> Action item:
Transcribe each record as written.

> Records for processing:
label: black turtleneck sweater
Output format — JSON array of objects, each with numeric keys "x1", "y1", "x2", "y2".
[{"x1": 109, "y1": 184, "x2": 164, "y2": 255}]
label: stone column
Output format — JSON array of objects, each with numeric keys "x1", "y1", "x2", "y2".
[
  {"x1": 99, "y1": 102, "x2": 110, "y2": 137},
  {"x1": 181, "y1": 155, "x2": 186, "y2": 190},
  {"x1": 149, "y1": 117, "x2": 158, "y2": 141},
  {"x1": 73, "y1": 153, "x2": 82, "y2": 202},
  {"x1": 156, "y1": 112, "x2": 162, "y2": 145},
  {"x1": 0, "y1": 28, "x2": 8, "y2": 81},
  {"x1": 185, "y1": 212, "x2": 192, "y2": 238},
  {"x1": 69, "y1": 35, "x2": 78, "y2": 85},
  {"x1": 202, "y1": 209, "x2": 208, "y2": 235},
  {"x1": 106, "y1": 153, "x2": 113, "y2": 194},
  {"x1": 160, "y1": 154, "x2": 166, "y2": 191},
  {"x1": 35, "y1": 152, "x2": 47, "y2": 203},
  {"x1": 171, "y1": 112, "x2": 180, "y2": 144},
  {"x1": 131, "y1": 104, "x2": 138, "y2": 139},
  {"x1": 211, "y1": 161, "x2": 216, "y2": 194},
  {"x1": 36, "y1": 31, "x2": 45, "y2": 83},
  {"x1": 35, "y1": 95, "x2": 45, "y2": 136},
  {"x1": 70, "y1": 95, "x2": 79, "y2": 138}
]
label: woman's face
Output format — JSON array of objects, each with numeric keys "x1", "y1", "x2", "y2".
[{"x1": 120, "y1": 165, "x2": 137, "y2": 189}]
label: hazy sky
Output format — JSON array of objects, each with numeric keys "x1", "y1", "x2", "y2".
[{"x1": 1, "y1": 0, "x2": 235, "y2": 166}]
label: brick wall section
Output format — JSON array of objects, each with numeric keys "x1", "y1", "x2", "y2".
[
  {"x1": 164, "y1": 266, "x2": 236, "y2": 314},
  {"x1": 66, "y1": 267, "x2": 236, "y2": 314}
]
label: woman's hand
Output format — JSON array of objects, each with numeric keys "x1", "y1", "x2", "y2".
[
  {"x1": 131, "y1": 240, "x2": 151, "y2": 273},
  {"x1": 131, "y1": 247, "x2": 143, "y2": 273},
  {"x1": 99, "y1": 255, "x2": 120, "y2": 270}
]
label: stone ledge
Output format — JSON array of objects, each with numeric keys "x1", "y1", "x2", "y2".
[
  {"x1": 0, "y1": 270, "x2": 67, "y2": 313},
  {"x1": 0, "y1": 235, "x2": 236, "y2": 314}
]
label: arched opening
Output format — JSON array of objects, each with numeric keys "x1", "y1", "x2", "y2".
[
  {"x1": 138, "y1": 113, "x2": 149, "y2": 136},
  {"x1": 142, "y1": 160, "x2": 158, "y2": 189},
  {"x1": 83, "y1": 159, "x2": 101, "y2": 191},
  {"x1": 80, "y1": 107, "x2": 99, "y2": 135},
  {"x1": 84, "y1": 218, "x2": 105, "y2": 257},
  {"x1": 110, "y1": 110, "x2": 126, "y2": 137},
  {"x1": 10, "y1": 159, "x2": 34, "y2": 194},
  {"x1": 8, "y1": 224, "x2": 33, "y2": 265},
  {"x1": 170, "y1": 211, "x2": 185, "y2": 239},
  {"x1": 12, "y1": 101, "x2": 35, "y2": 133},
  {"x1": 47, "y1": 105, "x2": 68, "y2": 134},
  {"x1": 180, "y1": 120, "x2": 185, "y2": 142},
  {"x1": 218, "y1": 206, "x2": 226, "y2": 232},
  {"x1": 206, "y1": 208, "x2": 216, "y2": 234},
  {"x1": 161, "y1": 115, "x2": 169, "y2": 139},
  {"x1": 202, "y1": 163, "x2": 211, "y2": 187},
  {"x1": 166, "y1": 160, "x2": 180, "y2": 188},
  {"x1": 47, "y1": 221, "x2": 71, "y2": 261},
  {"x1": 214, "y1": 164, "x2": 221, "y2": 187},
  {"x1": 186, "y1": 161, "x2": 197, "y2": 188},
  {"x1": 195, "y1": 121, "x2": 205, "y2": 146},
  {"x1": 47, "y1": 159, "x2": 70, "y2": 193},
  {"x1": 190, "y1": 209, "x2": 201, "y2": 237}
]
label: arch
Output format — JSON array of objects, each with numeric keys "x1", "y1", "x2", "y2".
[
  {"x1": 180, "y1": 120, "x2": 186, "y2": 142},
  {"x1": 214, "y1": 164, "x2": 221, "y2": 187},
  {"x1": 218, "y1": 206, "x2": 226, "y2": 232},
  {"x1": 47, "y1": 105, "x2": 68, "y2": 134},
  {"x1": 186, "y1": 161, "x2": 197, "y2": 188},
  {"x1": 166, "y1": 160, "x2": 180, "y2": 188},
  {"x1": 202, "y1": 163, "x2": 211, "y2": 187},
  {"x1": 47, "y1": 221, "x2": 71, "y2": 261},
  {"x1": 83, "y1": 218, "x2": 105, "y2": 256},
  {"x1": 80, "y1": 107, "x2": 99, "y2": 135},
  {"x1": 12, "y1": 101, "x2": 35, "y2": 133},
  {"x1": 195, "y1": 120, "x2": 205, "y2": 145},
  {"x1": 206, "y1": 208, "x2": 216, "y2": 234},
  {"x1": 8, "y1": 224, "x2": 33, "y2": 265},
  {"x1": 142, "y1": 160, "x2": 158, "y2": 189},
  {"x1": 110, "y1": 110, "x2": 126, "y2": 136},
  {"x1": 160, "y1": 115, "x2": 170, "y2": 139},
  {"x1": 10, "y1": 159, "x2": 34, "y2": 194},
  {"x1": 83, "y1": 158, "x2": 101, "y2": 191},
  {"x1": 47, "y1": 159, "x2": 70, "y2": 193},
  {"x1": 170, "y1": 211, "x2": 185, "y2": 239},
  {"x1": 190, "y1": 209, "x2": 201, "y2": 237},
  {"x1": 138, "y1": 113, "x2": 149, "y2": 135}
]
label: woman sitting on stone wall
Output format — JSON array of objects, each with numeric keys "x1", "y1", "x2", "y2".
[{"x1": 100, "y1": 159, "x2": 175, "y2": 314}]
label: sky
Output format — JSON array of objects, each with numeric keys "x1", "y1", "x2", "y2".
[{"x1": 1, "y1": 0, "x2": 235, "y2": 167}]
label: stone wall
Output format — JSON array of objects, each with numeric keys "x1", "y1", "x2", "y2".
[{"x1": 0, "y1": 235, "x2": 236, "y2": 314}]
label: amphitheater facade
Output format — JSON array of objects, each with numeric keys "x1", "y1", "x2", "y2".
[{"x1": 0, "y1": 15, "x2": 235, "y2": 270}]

> Result:
label: black turtleneck sweater
Output format — JSON array of objects, each with numeric keys "x1", "y1", "x2", "y2".
[{"x1": 109, "y1": 184, "x2": 164, "y2": 255}]
label: stone column
Output format — JSON array of objects, each with numeric keys "x1", "y1", "x2", "y2".
[
  {"x1": 99, "y1": 102, "x2": 110, "y2": 137},
  {"x1": 181, "y1": 155, "x2": 186, "y2": 190},
  {"x1": 149, "y1": 117, "x2": 158, "y2": 141},
  {"x1": 73, "y1": 153, "x2": 82, "y2": 202},
  {"x1": 156, "y1": 112, "x2": 162, "y2": 145},
  {"x1": 0, "y1": 28, "x2": 8, "y2": 81},
  {"x1": 185, "y1": 212, "x2": 192, "y2": 238},
  {"x1": 69, "y1": 35, "x2": 78, "y2": 85},
  {"x1": 202, "y1": 209, "x2": 208, "y2": 235},
  {"x1": 106, "y1": 153, "x2": 113, "y2": 194},
  {"x1": 160, "y1": 154, "x2": 166, "y2": 191},
  {"x1": 35, "y1": 152, "x2": 47, "y2": 203},
  {"x1": 171, "y1": 112, "x2": 180, "y2": 144},
  {"x1": 131, "y1": 104, "x2": 138, "y2": 139},
  {"x1": 211, "y1": 161, "x2": 216, "y2": 194},
  {"x1": 36, "y1": 31, "x2": 45, "y2": 83},
  {"x1": 35, "y1": 95, "x2": 45, "y2": 136},
  {"x1": 70, "y1": 95, "x2": 79, "y2": 138}
]
label: woman's face
Output format — JSON array of objects, each with numeric keys "x1", "y1", "x2", "y2".
[{"x1": 120, "y1": 165, "x2": 137, "y2": 189}]
label: hazy sky
Output format — JSON array of objects, each with numeric keys "x1", "y1", "x2", "y2".
[{"x1": 1, "y1": 0, "x2": 235, "y2": 166}]
label: brick wall section
Output format — JSON array of objects, each with numeric keys "x1", "y1", "x2", "y2".
[
  {"x1": 164, "y1": 266, "x2": 236, "y2": 314},
  {"x1": 66, "y1": 267, "x2": 236, "y2": 314}
]
label: woman's hand
Output format — JSON array of objects, each with numeric keys "x1", "y1", "x2", "y2".
[
  {"x1": 131, "y1": 240, "x2": 151, "y2": 273},
  {"x1": 131, "y1": 247, "x2": 143, "y2": 273},
  {"x1": 99, "y1": 255, "x2": 120, "y2": 270}
]
label: stone ledge
Output format — JSON array of objects, each with numeric keys "x1", "y1", "x2", "y2".
[
  {"x1": 0, "y1": 270, "x2": 67, "y2": 313},
  {"x1": 0, "y1": 235, "x2": 236, "y2": 314}
]
label: arched opening
Output format — JSON array of objects, each with numeric keys "x1", "y1", "x2", "y2".
[
  {"x1": 138, "y1": 113, "x2": 149, "y2": 136},
  {"x1": 142, "y1": 160, "x2": 158, "y2": 189},
  {"x1": 83, "y1": 159, "x2": 101, "y2": 191},
  {"x1": 80, "y1": 107, "x2": 99, "y2": 135},
  {"x1": 84, "y1": 218, "x2": 105, "y2": 257},
  {"x1": 110, "y1": 110, "x2": 126, "y2": 137},
  {"x1": 10, "y1": 159, "x2": 34, "y2": 194},
  {"x1": 8, "y1": 224, "x2": 33, "y2": 265},
  {"x1": 170, "y1": 211, "x2": 185, "y2": 239},
  {"x1": 12, "y1": 101, "x2": 35, "y2": 133},
  {"x1": 47, "y1": 105, "x2": 68, "y2": 134},
  {"x1": 180, "y1": 120, "x2": 185, "y2": 142},
  {"x1": 218, "y1": 206, "x2": 226, "y2": 232},
  {"x1": 206, "y1": 208, "x2": 216, "y2": 234},
  {"x1": 161, "y1": 115, "x2": 169, "y2": 139},
  {"x1": 202, "y1": 163, "x2": 211, "y2": 187},
  {"x1": 166, "y1": 160, "x2": 180, "y2": 188},
  {"x1": 47, "y1": 221, "x2": 71, "y2": 261},
  {"x1": 214, "y1": 164, "x2": 221, "y2": 187},
  {"x1": 186, "y1": 161, "x2": 197, "y2": 188},
  {"x1": 195, "y1": 121, "x2": 205, "y2": 146},
  {"x1": 47, "y1": 159, "x2": 70, "y2": 193},
  {"x1": 190, "y1": 209, "x2": 201, "y2": 237}
]
label: arch
Output format — JSON array of objects, each with numeric keys "x1", "y1", "x2", "y2".
[
  {"x1": 180, "y1": 120, "x2": 186, "y2": 142},
  {"x1": 214, "y1": 164, "x2": 221, "y2": 187},
  {"x1": 218, "y1": 206, "x2": 226, "y2": 232},
  {"x1": 47, "y1": 105, "x2": 68, "y2": 134},
  {"x1": 186, "y1": 161, "x2": 197, "y2": 188},
  {"x1": 166, "y1": 160, "x2": 180, "y2": 188},
  {"x1": 202, "y1": 163, "x2": 211, "y2": 187},
  {"x1": 47, "y1": 221, "x2": 71, "y2": 261},
  {"x1": 83, "y1": 218, "x2": 105, "y2": 256},
  {"x1": 80, "y1": 107, "x2": 99, "y2": 135},
  {"x1": 12, "y1": 101, "x2": 35, "y2": 133},
  {"x1": 195, "y1": 120, "x2": 205, "y2": 145},
  {"x1": 206, "y1": 208, "x2": 216, "y2": 234},
  {"x1": 8, "y1": 224, "x2": 33, "y2": 265},
  {"x1": 142, "y1": 160, "x2": 158, "y2": 189},
  {"x1": 110, "y1": 110, "x2": 126, "y2": 136},
  {"x1": 160, "y1": 115, "x2": 170, "y2": 139},
  {"x1": 10, "y1": 159, "x2": 34, "y2": 194},
  {"x1": 83, "y1": 158, "x2": 101, "y2": 191},
  {"x1": 47, "y1": 159, "x2": 70, "y2": 193},
  {"x1": 170, "y1": 211, "x2": 185, "y2": 239},
  {"x1": 190, "y1": 209, "x2": 201, "y2": 237},
  {"x1": 138, "y1": 113, "x2": 149, "y2": 135}
]
label: woman sitting on stone wall
Output format — JSON array of objects, each with numeric keys "x1", "y1", "x2", "y2".
[{"x1": 100, "y1": 159, "x2": 175, "y2": 314}]
label: sky
Output format — JSON array of objects, each with numeric keys "x1", "y1", "x2", "y2".
[{"x1": 1, "y1": 0, "x2": 235, "y2": 167}]
label: stone wall
Output format — JSON array of objects, each with numeric keys "x1", "y1", "x2", "y2".
[{"x1": 0, "y1": 235, "x2": 236, "y2": 314}]
label: amphitheater facade
Output format — JSON array of objects, each with numeric keys "x1", "y1", "x2", "y2".
[{"x1": 0, "y1": 15, "x2": 235, "y2": 270}]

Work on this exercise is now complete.